# [Exercise brief]
One number alone answers this: the count of lines below in which the word "black" is found.

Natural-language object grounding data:
Content starts
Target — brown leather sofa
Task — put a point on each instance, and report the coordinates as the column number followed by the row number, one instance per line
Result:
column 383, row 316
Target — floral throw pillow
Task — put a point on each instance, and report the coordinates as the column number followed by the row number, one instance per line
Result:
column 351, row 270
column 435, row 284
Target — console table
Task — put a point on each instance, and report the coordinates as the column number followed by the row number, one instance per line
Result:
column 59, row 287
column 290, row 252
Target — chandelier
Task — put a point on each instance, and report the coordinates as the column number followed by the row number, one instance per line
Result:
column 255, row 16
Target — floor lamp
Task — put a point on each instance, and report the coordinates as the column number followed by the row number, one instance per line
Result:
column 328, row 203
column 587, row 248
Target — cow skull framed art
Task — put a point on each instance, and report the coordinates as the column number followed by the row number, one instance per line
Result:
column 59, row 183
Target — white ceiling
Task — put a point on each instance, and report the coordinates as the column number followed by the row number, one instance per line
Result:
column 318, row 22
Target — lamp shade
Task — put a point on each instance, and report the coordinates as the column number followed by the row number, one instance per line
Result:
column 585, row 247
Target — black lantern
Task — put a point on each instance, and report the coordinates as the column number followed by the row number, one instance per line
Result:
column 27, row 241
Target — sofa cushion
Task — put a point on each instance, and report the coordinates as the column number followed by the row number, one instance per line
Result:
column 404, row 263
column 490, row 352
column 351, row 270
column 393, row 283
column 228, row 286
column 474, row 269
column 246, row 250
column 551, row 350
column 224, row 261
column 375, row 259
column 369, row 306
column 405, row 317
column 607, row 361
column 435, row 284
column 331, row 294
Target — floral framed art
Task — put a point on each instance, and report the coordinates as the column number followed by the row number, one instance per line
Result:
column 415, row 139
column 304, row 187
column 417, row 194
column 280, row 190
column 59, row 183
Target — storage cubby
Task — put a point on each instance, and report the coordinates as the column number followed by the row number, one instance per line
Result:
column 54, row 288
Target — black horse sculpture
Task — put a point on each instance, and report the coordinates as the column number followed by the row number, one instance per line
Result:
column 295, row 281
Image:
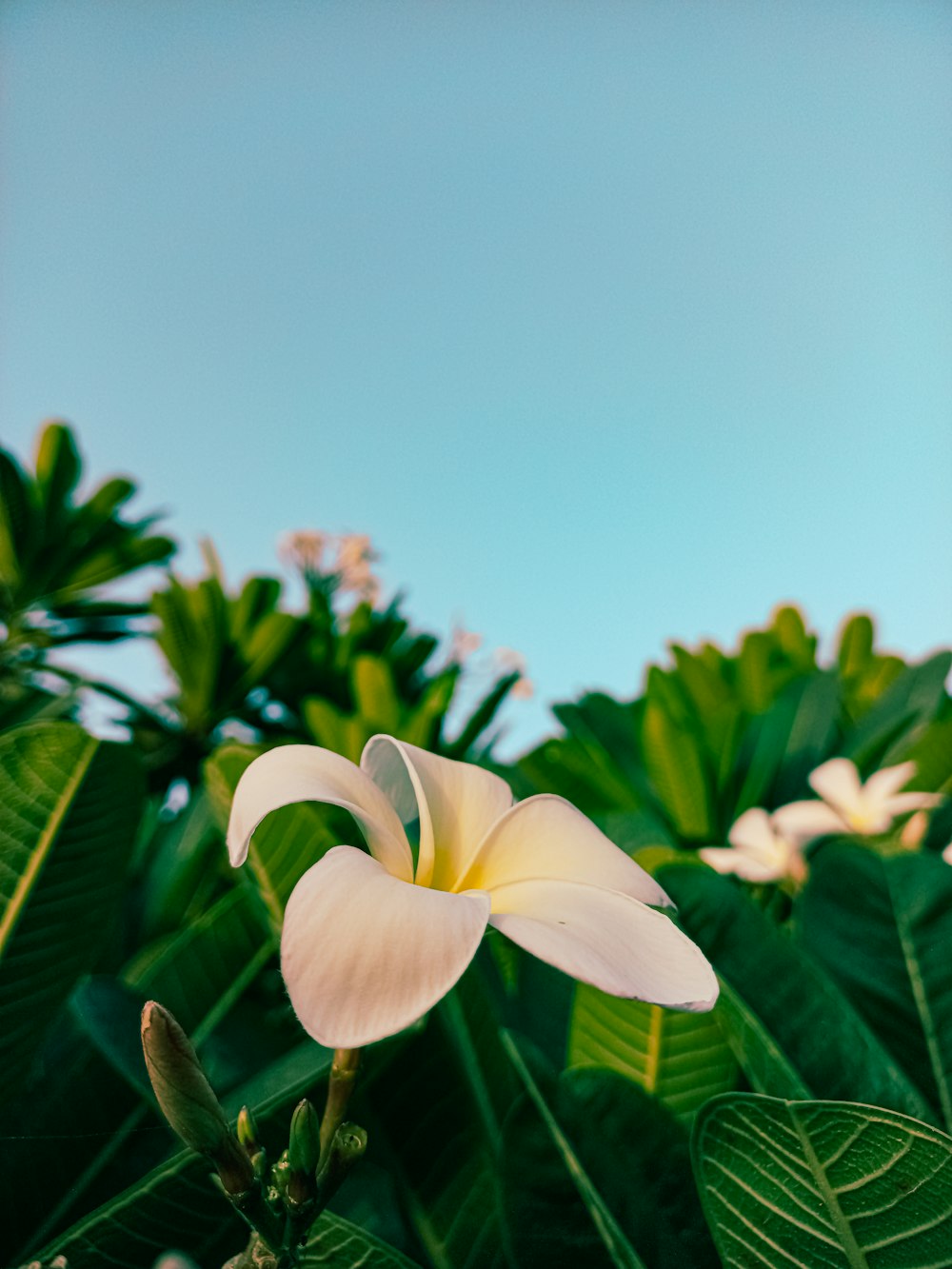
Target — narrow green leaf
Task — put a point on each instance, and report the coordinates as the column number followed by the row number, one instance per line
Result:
column 69, row 807
column 676, row 768
column 823, row 1183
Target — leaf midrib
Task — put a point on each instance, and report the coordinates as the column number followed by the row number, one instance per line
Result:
column 917, row 982
column 17, row 906
column 844, row 1229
Content ends
# [Written answer]
2